▸ **The task**:
All records below are to be repeated precisely, with nothing added.

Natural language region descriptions

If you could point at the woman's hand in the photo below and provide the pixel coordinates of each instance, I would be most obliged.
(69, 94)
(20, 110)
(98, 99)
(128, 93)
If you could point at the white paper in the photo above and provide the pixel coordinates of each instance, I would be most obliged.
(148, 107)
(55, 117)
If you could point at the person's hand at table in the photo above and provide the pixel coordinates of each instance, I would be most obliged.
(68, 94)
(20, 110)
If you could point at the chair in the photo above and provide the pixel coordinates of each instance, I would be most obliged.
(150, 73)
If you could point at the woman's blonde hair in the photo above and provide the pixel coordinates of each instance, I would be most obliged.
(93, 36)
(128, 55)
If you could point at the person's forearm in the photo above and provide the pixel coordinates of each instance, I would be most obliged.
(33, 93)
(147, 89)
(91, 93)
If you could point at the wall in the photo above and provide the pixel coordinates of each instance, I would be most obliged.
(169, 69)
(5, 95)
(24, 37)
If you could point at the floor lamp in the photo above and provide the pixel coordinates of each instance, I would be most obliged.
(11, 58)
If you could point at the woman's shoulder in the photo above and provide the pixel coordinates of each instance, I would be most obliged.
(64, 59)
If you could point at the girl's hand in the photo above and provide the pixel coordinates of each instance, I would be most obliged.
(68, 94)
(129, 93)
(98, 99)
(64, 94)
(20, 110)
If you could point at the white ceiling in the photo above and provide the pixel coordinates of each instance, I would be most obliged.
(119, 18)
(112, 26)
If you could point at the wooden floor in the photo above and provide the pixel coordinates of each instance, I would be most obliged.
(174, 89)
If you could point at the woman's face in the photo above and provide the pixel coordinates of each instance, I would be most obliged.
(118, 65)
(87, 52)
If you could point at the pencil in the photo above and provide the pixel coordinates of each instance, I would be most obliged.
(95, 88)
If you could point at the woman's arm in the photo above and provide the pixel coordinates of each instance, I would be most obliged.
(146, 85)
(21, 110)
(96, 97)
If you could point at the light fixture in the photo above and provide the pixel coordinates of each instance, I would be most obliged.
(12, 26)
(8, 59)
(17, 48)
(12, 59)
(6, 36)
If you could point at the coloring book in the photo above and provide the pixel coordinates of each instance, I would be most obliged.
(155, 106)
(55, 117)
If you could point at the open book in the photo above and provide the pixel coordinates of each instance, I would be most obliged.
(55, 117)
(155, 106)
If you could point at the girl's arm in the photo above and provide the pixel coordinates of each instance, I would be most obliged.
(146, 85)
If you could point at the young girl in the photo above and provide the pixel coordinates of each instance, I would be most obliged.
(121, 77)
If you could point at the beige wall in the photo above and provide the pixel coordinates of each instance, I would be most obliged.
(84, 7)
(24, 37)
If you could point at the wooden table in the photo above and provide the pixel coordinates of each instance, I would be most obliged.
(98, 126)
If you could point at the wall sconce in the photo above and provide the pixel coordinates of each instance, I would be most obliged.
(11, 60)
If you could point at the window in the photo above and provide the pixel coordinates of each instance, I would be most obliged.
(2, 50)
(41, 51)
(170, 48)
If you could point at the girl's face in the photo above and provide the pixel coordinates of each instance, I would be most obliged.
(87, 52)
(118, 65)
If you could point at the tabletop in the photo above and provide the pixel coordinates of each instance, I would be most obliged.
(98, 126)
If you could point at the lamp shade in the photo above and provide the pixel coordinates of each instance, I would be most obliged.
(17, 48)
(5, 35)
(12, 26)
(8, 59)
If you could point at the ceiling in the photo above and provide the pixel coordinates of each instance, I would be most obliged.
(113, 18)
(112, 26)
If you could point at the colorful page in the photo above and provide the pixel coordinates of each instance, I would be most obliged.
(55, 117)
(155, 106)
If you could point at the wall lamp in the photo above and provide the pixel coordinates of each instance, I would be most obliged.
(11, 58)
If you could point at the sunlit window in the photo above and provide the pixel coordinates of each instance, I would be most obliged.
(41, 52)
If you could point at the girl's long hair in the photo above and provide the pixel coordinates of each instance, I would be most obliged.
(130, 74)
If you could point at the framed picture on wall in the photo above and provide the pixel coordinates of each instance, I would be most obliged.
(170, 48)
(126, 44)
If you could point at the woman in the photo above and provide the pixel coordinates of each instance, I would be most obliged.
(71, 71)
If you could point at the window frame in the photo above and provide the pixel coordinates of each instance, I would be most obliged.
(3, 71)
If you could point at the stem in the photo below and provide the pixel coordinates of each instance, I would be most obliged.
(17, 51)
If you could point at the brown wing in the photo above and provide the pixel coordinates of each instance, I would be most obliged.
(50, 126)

▸ **Answer to this task**:
If you could point at the woman's hand in the photo below and provide the pixel coordinates of each instance, I would be most obliged.
(69, 94)
(20, 110)
(98, 99)
(128, 93)
If you could point at the white paper in the photo above and provide the pixel coordinates of each instance, I would be most obliged.
(148, 107)
(55, 117)
If you could point at the person's hand at table in the photo above and provide the pixel coordinates of each instance, I would be most obliged.
(68, 94)
(20, 110)
If you could point at the chair in the photo above and provide the pixel coordinates of each instance, I would be most obliged.
(150, 73)
If you could point at the woman's blonde hair in the photo above and provide the pixel coordinates of each instance, I would be most obliged.
(93, 36)
(128, 55)
If you could point at the person's forearm in the photo above and provide the pixel coordinates of each instance, I would be most obliged.
(33, 93)
(147, 89)
(91, 93)
If you could point at the wall in the photo above and provide the pixel coordinates of each instance, I would be most obliged.
(169, 69)
(5, 95)
(24, 37)
If you could point at the floor lamp in the photo above and provide the pixel coordinates of each instance, I would be most obliged.
(11, 58)
If you could point at the woman's shoulder in the photo above and provide the pixel coordinates of each instance, I would be most obliged.
(64, 59)
If you could point at the girl's hand in the photo above and provide the pixel coordinates of each instance, I would be most obliged.
(68, 94)
(129, 93)
(98, 99)
(64, 94)
(20, 110)
If you could point at the white ceiling in the photo above and provide the pixel coordinates of each instance, I would be most obliged.
(119, 18)
(112, 26)
If you could point at the wooden floor in the photo above and provide the pixel coordinates of each instance, I would be most obliged.
(174, 89)
If you could point at the woman's face in the photo above and provide the pixel coordinates of each instance, I would be most obliged.
(118, 65)
(87, 52)
If you could point at the pencil in the photo above and provide the pixel coordinates of each instance, I would be most obliged.
(95, 88)
If you could point at the woman's arm in the photo above and provide the pixel coordinates of each instance, I would be most obliged.
(146, 85)
(21, 110)
(96, 97)
If you could point at the light fixture in the photo above and provide the pixel coordinates of each instance, I would be most obliged.
(12, 26)
(8, 59)
(17, 48)
(12, 59)
(6, 36)
If you could point at the coloring book in the photo above and provide the pixel coordinates of each instance, I would be most obliged.
(155, 106)
(55, 117)
If you could point at the open book in the photo above and provide the pixel coordinates of each instance, I would be most obliged.
(55, 117)
(155, 106)
If you could point at the girl's arm in the photo above and provide the pixel coordinates of each instance, I would be most obliged.
(146, 85)
If you could point at the young girl in the photo above and provide the pixel coordinates of each instance, I would be most obliged.
(121, 77)
If you could point at the beige wall in the photo above and provide the pixel coordinates of each instance, I would be most obliged.
(84, 7)
(24, 37)
If you could point at the wooden table in the photo above and provide the pixel coordinates of each instance, I would be most obliged.
(98, 126)
If you could point at the wall sconce in the photo above and provide the pixel coordinates of each instance, I would be most obliged.
(11, 60)
If you could point at the window in the photo above and provide the pixel coordinates of each instance, I would be most obliged.
(2, 50)
(41, 51)
(170, 48)
If you could point at the girl's face in the photo above and provide the pixel coordinates of each instance, I would be most obliged.
(87, 52)
(118, 65)
If you could point at the tabletop in the photo above and provide the pixel coordinates of each instance, I would be most obliged.
(98, 126)
If you could point at the lamp shade in the photo above and provide the pixel coordinates of each instance, I would be most obliged.
(17, 48)
(5, 35)
(12, 26)
(8, 59)
If you could point at the ceiling in the photo above and provide the pixel coordinates of each instance, I would be most obliged.
(113, 18)
(112, 26)
If you could point at the colorful page in the photo above and provide the pixel coordinates of each instance, I would be most obliged.
(55, 117)
(155, 106)
If you could point at the wall lamp in the photo above and provide the pixel coordinates of each instance, I would be most obliged.
(11, 58)
If you could point at the sunlit window in the photo above and provide the pixel coordinates of each instance, I would be most obliged.
(41, 52)
If you could point at the girl's long hair in the photo above and provide the pixel coordinates of each instance, I would be most obliged.
(130, 74)
If you could point at the framed picture on wall in the photo above and provide the pixel coordinates of each instance, I would be most obliged.
(170, 48)
(126, 44)
If you could point at the woman in the photo above and provide the pixel coordinates of each instance, I would be most obliged.
(71, 71)
If you could point at the window frame in the photo above and provide the pixel coordinates of each instance, I would be most obliged.
(3, 71)
If you could point at the stem in the photo below and provide the pixel coordinates of each instance, I would be most obliged.
(17, 51)
If you could point at the brown wing in the photo above and provide the pixel coordinates of each instance, I would be most obliged.
(50, 126)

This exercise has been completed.